··· DOCUMENT SECTION

M/S Express Gebneral Insurance Brokers v Telkom Kenya Limited & another [2022] KEELC 14498 (KLR)
Full Case Text
M/S Express Gebneral Insurance Brokers v Telkom Kenya Limited & another (Environment & Land Case E004 of 2021) [2022] KEELC 14498 (KLR) (3 November 2022) (Ruling)
Neutral citation: [2022] KEELC 14498 (KLR)
Republic of Kenya
In the Environment and Land Court at Kericho
Environment & Land Case E004 of 2021
MC Oundo, J
November 3, 2022
Between
M/S Express Gebneral Insurance Brokers
Appellant
and
Telkom Kenya Limited
1st Respondent
Paul Waithaka t/a Arvin Park Auctioneers
2nd Respondent
Ruling
1. Before me for determination is an application dated the February 17, 2022filed pursuant to the provisions of Order 42 Rule 6, Order 43 of the Civil Procedure Rulesand section 3A of the Civil Procedure Act where the applicant seeks for orders of stay of execution of the orders given by the honorable Business Rent Tribunal on the October 12, 2021, pending the hearing and determination of their preferred Appeal. The applicant further seeks that the respondents be compelled to account on how they had arrived at the sum they were levying distress for.

······

Please summarize the court ruling above in two sentences.

··· EXTRACTED DATA

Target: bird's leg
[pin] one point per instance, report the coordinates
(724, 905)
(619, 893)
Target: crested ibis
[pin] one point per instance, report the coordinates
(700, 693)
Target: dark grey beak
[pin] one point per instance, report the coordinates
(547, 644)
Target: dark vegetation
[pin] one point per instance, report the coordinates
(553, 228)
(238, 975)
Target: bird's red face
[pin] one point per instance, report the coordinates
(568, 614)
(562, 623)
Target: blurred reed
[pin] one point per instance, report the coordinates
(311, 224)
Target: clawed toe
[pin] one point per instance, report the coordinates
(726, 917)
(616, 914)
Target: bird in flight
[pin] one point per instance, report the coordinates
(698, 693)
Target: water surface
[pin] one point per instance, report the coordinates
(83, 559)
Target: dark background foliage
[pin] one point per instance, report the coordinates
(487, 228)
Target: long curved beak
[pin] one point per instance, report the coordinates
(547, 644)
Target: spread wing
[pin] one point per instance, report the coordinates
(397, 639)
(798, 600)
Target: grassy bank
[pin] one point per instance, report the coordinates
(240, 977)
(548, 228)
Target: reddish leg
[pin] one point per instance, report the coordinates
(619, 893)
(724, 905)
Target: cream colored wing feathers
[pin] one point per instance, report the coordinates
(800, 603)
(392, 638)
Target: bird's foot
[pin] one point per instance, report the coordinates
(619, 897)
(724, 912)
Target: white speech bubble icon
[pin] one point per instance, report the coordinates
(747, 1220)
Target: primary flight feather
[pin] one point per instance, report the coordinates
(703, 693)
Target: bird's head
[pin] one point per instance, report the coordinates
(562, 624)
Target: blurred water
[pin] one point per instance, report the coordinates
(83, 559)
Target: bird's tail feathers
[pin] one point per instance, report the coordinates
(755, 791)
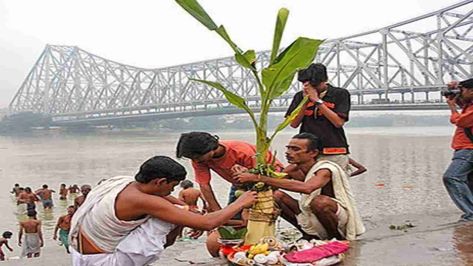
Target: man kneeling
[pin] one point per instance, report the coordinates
(127, 221)
(326, 208)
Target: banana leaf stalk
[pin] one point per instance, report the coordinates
(273, 81)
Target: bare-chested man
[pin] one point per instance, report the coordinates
(16, 190)
(4, 241)
(191, 195)
(63, 191)
(28, 198)
(64, 225)
(33, 240)
(123, 212)
(73, 189)
(84, 189)
(46, 196)
(326, 208)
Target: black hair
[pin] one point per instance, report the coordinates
(187, 184)
(31, 213)
(315, 74)
(160, 167)
(314, 141)
(195, 144)
(7, 234)
(468, 84)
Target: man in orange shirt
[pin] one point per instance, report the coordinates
(456, 176)
(207, 153)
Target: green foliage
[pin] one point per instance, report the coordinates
(273, 81)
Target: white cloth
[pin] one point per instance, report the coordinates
(141, 247)
(31, 244)
(343, 196)
(96, 216)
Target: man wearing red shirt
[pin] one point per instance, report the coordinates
(207, 153)
(456, 176)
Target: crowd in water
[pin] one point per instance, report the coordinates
(30, 234)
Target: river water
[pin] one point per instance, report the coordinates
(405, 165)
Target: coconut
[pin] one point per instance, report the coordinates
(260, 258)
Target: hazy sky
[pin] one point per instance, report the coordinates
(159, 33)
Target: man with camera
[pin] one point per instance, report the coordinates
(456, 176)
(324, 114)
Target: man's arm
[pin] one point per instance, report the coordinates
(204, 203)
(40, 233)
(6, 244)
(20, 234)
(163, 210)
(175, 200)
(209, 196)
(321, 178)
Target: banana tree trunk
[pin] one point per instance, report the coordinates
(262, 218)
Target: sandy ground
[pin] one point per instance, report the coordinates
(436, 239)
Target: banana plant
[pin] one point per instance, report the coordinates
(273, 81)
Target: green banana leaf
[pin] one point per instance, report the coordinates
(278, 32)
(288, 119)
(298, 55)
(195, 9)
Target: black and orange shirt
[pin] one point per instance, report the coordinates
(462, 120)
(333, 139)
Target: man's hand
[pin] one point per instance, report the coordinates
(247, 199)
(308, 90)
(237, 169)
(452, 101)
(246, 177)
(194, 234)
(453, 84)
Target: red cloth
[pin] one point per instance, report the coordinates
(317, 253)
(463, 120)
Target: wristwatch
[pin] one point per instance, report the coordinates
(319, 102)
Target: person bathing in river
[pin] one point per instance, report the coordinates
(123, 212)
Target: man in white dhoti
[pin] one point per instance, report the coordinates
(128, 221)
(326, 208)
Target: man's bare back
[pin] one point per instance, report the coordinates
(46, 194)
(31, 226)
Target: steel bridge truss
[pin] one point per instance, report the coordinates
(414, 58)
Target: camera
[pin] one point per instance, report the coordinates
(314, 74)
(451, 92)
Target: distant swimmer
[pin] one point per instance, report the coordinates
(4, 241)
(33, 240)
(84, 189)
(63, 191)
(46, 196)
(29, 198)
(64, 225)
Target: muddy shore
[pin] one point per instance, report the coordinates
(435, 239)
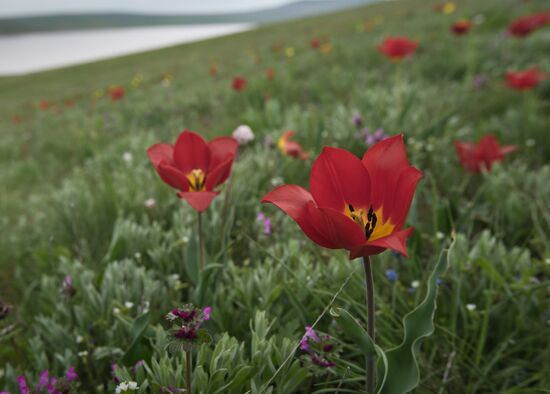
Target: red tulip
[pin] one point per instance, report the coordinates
(397, 48)
(474, 157)
(315, 43)
(524, 26)
(291, 148)
(524, 80)
(116, 93)
(194, 167)
(357, 205)
(238, 84)
(461, 27)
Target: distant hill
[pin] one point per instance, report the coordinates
(293, 10)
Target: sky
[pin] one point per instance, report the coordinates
(39, 7)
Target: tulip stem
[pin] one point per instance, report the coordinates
(369, 282)
(201, 242)
(188, 375)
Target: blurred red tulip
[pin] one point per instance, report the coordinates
(475, 157)
(194, 167)
(315, 43)
(524, 80)
(525, 25)
(357, 205)
(238, 84)
(461, 27)
(397, 48)
(116, 93)
(291, 148)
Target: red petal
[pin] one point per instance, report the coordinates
(191, 152)
(338, 178)
(161, 153)
(402, 196)
(294, 201)
(199, 201)
(220, 149)
(396, 242)
(384, 162)
(219, 174)
(173, 176)
(338, 228)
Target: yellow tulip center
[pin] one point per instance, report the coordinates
(372, 222)
(197, 180)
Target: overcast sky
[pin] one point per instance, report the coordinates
(35, 7)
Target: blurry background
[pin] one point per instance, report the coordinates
(38, 35)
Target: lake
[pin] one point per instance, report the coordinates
(27, 53)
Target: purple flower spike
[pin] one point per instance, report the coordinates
(23, 388)
(71, 375)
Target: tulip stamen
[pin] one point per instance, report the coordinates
(197, 180)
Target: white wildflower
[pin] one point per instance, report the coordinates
(243, 134)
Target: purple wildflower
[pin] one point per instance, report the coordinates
(23, 388)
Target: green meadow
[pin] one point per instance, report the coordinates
(80, 198)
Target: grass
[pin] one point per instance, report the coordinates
(72, 205)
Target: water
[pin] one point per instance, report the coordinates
(27, 53)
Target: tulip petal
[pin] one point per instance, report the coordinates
(384, 162)
(337, 228)
(161, 153)
(220, 149)
(219, 174)
(395, 241)
(294, 201)
(199, 201)
(191, 152)
(402, 196)
(172, 176)
(338, 178)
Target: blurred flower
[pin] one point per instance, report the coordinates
(266, 222)
(150, 203)
(391, 275)
(480, 81)
(356, 205)
(397, 48)
(356, 119)
(524, 80)
(522, 27)
(194, 167)
(126, 387)
(243, 134)
(474, 157)
(67, 287)
(461, 27)
(318, 349)
(315, 43)
(5, 310)
(238, 84)
(116, 93)
(291, 148)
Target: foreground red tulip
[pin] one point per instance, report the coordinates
(238, 84)
(525, 25)
(461, 27)
(194, 167)
(475, 157)
(291, 148)
(397, 48)
(116, 93)
(524, 80)
(357, 205)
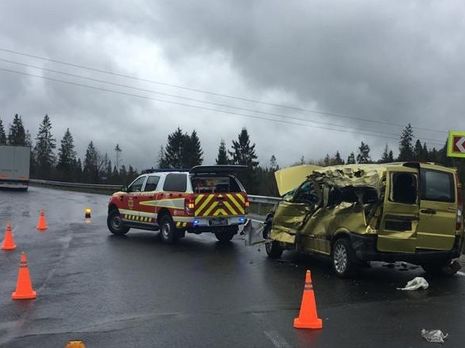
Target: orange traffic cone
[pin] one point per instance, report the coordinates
(42, 223)
(308, 317)
(24, 289)
(8, 241)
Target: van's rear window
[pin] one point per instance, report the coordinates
(437, 186)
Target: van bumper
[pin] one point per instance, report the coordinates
(365, 249)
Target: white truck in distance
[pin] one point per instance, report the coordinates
(14, 166)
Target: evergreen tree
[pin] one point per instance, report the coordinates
(118, 155)
(418, 151)
(385, 155)
(66, 156)
(273, 166)
(192, 151)
(327, 160)
(363, 153)
(173, 156)
(351, 158)
(2, 134)
(90, 170)
(161, 163)
(43, 150)
(17, 134)
(405, 145)
(425, 152)
(28, 139)
(243, 152)
(222, 157)
(337, 159)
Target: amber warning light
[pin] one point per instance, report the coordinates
(87, 214)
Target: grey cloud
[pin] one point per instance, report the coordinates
(396, 61)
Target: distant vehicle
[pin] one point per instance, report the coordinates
(203, 199)
(14, 166)
(375, 212)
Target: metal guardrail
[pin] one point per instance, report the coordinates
(260, 200)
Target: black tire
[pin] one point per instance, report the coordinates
(439, 268)
(115, 223)
(168, 232)
(225, 235)
(345, 263)
(273, 249)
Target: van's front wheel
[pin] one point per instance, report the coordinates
(439, 268)
(343, 258)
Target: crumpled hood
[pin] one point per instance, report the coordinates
(287, 179)
(360, 175)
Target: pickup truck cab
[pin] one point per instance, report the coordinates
(203, 199)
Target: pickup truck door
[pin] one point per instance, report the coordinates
(131, 199)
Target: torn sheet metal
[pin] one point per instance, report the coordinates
(434, 336)
(288, 179)
(354, 175)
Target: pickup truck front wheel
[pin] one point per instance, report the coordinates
(115, 223)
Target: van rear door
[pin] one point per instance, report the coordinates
(438, 210)
(398, 227)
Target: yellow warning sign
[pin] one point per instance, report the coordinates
(456, 144)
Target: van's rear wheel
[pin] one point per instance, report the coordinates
(343, 258)
(115, 223)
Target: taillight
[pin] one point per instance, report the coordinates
(458, 224)
(189, 204)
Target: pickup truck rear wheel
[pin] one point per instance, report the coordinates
(168, 231)
(225, 235)
(115, 223)
(343, 258)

······

REPLY TO THE TASK:
In a ruling dated November 3, 2022, the Environment and Land Court at Kericho considers an application dated February 17, 2022. The applicant seeks a stay of execution of the Business Rent Tribunal's orders of October 12, 2021, pending the hearing and determination of its appeal, and asks that the respondents be compelled to account for how they arrived at the sum for which they were levying distress.